Look for the string "basin" in the data below, and copy each line that holds it.

:: Records ::

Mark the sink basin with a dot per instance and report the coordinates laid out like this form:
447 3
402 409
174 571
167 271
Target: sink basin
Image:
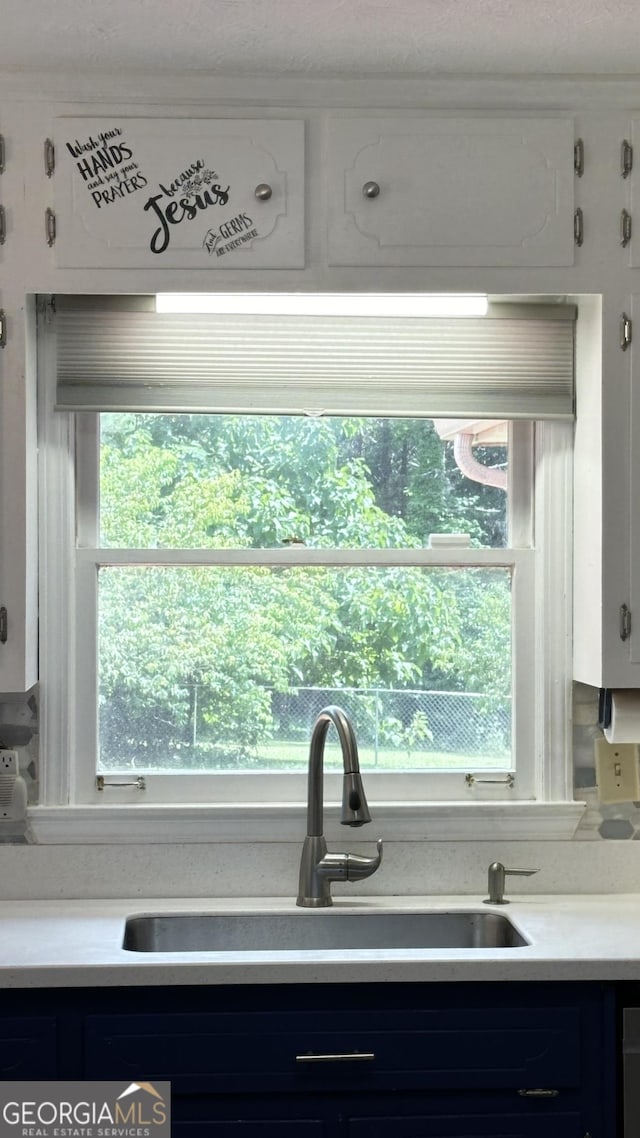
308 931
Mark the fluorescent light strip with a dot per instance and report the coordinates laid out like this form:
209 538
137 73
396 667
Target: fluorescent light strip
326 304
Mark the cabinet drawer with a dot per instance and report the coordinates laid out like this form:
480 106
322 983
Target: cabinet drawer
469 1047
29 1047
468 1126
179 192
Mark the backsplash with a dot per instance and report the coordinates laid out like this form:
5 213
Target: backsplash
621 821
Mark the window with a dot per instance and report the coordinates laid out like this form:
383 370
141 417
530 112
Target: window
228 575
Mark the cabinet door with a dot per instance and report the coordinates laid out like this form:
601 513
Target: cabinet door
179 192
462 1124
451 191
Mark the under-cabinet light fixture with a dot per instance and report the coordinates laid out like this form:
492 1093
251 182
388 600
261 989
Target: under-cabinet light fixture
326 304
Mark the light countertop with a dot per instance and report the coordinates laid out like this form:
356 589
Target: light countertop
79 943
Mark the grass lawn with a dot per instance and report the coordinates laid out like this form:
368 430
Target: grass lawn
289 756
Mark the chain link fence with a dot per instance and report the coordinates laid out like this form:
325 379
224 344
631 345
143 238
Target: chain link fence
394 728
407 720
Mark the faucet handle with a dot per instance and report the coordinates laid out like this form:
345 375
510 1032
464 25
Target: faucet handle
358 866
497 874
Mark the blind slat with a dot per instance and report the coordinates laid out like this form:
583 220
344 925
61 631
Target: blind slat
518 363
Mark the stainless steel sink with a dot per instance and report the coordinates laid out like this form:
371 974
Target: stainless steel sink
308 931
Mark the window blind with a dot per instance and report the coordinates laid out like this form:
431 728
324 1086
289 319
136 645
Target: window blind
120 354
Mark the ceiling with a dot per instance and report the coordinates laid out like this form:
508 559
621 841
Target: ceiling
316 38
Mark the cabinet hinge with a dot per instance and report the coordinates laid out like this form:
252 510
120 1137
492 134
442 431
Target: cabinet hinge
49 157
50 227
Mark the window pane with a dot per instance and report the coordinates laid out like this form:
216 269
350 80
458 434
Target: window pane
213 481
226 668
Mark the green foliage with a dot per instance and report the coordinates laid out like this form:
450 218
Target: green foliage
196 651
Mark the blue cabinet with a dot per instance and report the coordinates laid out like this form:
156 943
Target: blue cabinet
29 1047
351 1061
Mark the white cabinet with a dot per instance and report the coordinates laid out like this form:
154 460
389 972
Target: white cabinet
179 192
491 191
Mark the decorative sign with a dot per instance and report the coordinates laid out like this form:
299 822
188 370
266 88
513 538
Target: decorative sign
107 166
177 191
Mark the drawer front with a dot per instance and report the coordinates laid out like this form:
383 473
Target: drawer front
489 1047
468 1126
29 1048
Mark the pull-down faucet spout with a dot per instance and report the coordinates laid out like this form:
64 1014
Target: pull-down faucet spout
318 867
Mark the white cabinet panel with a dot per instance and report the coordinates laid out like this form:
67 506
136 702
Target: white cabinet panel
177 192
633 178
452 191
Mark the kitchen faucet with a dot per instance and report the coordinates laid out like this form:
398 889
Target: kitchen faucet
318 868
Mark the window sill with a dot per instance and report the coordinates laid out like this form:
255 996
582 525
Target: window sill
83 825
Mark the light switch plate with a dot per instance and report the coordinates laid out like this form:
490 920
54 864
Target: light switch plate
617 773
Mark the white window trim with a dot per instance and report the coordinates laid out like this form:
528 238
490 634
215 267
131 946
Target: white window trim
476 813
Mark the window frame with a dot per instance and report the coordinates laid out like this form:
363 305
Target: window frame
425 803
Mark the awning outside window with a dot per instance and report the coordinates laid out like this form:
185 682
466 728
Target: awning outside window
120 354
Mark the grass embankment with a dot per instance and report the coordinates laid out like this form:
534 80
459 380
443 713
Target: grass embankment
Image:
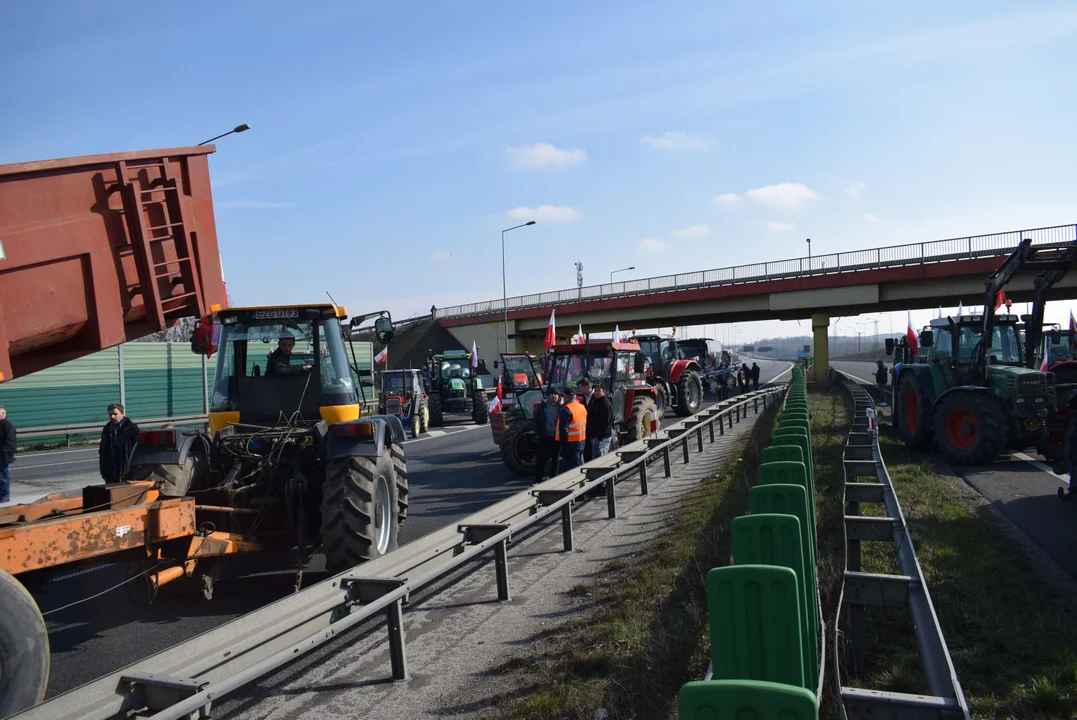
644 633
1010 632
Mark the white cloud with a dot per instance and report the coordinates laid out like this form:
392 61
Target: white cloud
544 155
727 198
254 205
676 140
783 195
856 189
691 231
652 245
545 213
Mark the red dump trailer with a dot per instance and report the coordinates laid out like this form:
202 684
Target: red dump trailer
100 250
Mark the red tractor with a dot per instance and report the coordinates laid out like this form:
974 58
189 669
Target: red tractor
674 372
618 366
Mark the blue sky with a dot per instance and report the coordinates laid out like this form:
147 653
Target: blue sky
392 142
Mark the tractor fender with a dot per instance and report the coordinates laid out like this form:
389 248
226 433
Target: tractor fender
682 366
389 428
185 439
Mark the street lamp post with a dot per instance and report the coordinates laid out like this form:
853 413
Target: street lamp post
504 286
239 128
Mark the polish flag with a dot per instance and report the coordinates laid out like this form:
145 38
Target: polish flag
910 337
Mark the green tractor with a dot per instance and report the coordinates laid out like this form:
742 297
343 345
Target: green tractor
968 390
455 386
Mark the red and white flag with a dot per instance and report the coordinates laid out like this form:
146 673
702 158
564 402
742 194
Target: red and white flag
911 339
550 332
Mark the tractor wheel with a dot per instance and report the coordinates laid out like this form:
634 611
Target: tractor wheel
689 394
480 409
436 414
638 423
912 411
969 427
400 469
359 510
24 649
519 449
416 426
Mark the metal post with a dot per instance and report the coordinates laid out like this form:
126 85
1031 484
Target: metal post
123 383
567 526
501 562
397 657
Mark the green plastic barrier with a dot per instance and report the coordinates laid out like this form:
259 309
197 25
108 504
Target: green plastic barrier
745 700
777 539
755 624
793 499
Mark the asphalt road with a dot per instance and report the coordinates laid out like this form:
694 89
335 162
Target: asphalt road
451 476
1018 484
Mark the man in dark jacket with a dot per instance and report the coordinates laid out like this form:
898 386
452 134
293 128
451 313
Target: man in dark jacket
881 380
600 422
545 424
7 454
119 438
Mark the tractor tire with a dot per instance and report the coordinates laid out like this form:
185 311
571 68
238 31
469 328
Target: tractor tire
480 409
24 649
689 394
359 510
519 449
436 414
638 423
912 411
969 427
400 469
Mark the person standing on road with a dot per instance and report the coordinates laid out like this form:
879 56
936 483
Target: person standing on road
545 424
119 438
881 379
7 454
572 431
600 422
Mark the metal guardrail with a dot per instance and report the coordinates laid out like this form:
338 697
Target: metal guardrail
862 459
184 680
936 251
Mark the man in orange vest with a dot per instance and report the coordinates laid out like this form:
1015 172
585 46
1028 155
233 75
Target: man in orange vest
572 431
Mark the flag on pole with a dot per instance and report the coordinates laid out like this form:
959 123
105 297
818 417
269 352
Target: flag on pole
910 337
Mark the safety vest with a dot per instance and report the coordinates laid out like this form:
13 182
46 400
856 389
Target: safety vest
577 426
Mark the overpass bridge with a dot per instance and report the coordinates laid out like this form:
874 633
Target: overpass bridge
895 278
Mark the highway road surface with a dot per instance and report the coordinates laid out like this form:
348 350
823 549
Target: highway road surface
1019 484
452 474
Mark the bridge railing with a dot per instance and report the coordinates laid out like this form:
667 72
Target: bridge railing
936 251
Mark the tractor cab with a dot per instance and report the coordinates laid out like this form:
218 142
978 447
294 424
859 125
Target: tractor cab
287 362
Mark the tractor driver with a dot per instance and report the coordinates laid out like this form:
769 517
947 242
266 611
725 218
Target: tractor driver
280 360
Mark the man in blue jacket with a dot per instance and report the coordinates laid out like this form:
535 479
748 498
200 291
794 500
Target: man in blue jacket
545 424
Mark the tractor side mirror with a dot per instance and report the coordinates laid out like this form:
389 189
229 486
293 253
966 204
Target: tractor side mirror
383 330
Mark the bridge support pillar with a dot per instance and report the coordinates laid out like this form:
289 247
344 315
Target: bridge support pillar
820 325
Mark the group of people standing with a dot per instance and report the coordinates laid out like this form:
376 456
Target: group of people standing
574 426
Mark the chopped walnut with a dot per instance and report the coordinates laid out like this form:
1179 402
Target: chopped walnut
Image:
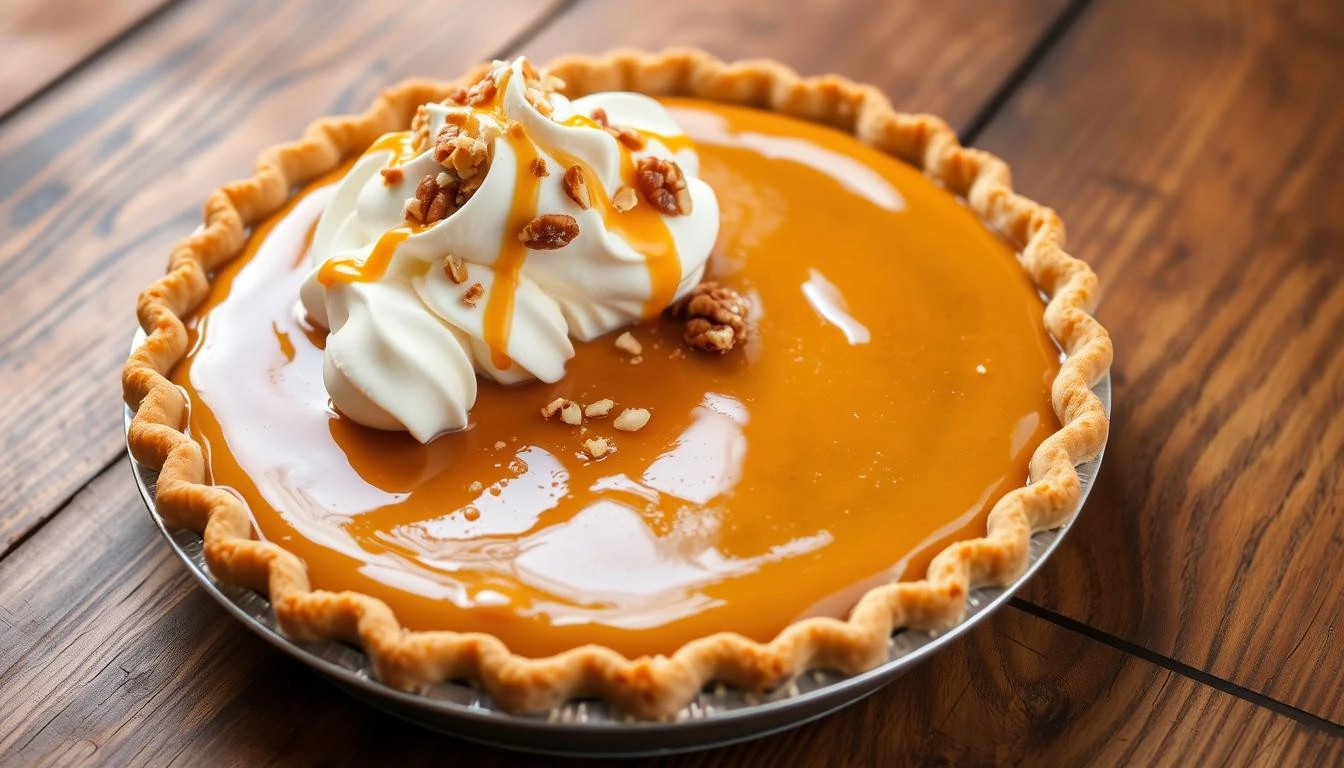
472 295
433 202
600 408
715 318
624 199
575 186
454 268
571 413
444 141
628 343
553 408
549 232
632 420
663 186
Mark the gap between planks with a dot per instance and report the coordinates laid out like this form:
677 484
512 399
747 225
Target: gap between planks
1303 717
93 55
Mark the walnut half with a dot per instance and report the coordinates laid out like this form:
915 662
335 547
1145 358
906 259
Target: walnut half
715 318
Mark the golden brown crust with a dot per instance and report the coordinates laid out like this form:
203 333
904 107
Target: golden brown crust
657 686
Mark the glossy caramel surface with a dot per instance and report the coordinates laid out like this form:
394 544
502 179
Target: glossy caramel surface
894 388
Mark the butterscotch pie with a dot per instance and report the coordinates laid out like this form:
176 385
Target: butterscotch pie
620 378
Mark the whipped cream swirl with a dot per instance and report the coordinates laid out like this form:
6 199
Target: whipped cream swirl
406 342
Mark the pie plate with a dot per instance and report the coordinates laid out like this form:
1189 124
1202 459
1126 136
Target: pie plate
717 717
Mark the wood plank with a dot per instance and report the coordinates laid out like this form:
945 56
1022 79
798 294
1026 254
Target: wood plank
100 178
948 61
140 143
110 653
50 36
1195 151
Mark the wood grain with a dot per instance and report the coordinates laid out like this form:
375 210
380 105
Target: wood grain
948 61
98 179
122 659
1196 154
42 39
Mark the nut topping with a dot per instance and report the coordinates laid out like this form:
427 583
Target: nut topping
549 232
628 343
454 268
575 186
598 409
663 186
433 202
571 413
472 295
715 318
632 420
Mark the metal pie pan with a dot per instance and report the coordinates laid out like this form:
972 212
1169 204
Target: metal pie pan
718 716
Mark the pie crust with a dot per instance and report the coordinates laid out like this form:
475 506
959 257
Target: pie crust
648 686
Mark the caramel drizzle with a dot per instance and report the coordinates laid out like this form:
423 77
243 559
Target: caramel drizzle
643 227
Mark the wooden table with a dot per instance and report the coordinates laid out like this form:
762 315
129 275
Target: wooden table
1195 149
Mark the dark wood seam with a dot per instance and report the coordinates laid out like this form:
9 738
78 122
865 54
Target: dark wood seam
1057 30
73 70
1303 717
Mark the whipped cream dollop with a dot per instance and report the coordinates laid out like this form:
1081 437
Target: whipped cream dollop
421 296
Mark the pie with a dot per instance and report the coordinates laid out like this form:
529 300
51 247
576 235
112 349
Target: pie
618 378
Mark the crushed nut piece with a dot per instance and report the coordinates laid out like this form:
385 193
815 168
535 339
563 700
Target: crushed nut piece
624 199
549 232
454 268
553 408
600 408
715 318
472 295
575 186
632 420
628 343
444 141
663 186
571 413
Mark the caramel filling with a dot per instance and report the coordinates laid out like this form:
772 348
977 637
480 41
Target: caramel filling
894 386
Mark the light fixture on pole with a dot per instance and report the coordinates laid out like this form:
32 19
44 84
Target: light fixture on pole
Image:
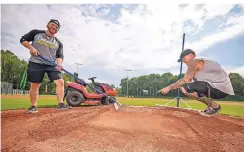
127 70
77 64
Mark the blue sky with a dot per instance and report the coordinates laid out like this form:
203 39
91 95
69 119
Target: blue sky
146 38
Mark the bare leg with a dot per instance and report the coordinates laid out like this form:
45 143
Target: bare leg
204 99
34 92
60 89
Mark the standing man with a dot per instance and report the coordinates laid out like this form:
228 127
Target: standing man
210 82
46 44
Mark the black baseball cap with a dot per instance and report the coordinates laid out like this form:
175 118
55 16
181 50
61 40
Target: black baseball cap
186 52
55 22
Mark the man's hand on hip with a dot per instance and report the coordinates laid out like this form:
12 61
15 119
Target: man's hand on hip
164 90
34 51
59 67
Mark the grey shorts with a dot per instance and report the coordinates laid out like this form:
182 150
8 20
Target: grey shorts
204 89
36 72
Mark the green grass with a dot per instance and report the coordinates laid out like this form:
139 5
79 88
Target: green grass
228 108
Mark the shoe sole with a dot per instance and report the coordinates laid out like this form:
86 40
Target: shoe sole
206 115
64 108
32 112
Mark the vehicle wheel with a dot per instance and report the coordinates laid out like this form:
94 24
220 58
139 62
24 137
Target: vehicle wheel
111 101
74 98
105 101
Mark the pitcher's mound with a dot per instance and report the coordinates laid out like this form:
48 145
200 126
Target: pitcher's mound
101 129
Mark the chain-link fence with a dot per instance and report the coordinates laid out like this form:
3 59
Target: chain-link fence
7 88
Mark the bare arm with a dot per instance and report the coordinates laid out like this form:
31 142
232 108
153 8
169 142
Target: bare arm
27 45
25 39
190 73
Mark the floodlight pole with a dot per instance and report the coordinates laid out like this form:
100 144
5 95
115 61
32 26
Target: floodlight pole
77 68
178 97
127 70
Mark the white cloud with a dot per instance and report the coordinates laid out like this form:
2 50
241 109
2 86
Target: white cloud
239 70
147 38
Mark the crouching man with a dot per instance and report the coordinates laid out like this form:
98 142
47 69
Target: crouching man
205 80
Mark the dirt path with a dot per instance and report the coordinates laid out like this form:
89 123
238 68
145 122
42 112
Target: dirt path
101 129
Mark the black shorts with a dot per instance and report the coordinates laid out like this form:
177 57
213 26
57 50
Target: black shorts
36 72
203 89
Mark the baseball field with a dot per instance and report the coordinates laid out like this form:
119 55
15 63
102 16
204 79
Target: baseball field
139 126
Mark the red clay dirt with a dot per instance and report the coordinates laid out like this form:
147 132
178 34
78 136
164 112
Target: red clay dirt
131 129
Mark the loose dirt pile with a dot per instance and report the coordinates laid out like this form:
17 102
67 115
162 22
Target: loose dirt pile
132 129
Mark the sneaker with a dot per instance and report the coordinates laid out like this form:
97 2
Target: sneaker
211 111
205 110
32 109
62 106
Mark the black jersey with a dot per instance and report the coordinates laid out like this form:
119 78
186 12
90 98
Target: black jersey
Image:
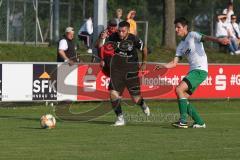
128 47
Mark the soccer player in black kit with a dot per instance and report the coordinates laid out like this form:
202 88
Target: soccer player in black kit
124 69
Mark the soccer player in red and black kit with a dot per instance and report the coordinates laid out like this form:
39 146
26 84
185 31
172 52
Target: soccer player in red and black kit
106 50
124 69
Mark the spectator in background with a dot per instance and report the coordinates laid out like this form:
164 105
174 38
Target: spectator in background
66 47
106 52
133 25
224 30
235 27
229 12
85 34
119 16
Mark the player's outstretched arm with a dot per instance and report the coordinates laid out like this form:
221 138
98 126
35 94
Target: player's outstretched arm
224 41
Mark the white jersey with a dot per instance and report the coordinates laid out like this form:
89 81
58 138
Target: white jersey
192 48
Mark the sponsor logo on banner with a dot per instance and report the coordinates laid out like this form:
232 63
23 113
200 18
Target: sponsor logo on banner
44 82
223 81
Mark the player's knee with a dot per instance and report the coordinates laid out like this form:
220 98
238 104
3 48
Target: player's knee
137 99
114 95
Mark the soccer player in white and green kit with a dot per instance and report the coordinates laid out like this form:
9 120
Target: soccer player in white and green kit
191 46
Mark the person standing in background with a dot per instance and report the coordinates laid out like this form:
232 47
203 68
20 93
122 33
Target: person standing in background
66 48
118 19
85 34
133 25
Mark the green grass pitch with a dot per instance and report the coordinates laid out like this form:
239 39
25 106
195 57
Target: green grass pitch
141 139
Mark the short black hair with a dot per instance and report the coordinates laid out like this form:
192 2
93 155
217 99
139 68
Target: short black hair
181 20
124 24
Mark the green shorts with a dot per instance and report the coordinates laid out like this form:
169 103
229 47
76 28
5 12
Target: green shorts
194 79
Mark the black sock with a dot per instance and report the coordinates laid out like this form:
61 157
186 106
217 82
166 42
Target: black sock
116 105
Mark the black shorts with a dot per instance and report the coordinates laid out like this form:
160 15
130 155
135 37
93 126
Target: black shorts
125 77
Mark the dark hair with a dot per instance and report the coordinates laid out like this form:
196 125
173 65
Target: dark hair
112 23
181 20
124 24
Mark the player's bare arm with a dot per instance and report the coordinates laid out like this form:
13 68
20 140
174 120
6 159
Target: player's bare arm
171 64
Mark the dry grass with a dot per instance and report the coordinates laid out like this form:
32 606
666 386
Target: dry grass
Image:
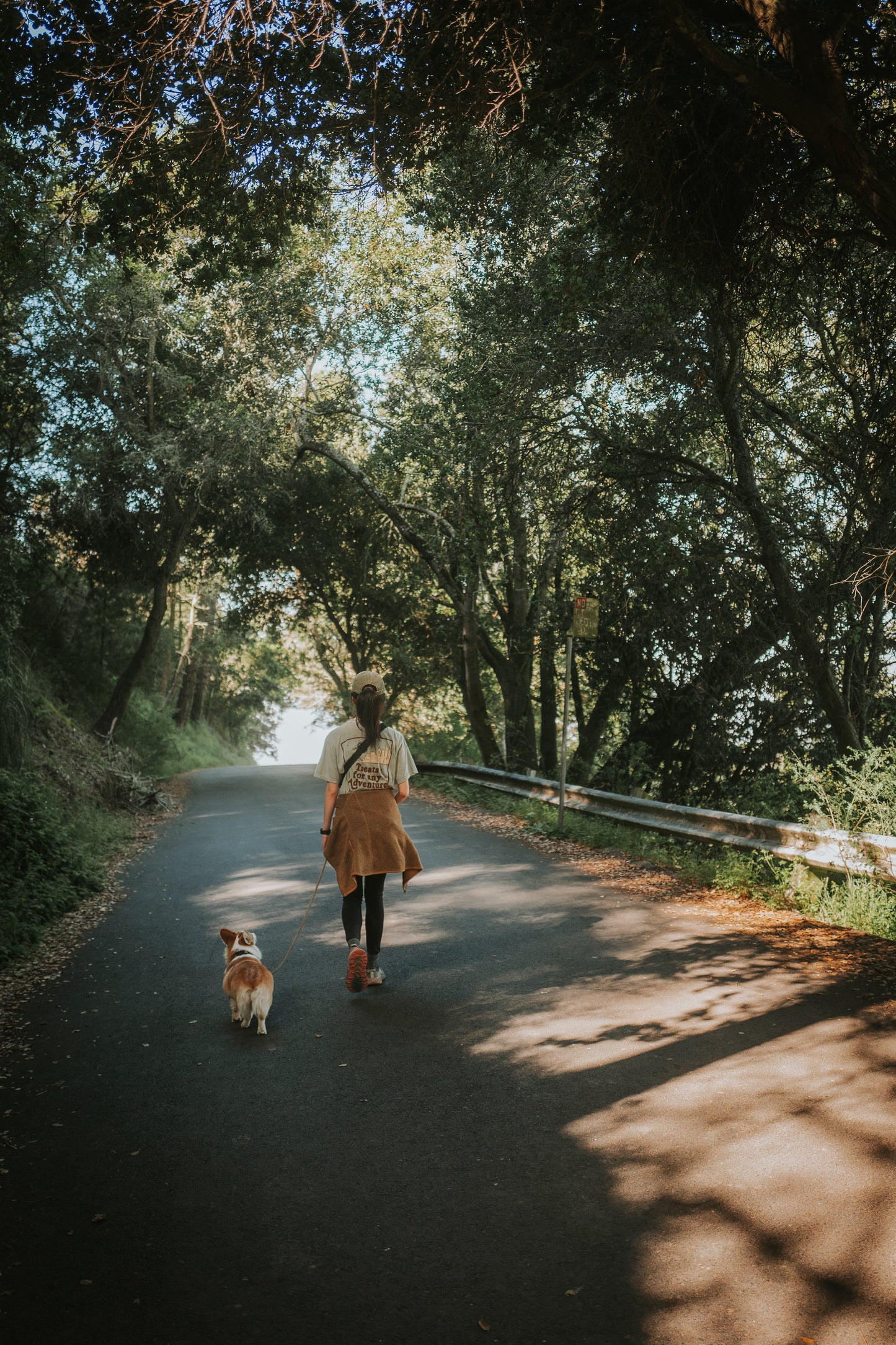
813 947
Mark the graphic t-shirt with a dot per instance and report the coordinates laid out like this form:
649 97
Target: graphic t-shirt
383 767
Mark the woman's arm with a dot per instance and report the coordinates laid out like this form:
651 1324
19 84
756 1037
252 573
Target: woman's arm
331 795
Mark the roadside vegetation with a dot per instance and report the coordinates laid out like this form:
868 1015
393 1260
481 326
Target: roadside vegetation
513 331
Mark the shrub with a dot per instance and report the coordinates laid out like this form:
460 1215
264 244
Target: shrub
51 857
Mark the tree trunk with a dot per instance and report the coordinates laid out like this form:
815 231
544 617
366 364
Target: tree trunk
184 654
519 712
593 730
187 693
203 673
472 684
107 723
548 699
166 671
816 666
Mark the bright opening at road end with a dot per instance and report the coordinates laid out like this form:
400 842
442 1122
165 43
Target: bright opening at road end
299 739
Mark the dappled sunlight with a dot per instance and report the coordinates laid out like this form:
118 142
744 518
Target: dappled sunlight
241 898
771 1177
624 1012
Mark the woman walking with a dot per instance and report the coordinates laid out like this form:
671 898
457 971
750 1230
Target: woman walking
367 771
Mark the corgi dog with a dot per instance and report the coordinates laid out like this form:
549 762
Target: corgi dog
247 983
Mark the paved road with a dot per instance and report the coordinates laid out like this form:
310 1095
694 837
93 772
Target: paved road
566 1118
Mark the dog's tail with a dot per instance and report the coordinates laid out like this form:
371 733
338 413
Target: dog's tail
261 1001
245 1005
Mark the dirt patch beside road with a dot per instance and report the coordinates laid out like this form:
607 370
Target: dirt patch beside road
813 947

:::

Task output:
Mark the sink basin with a dot per instance and report the coordinates laid out like this form:
Target: sink basin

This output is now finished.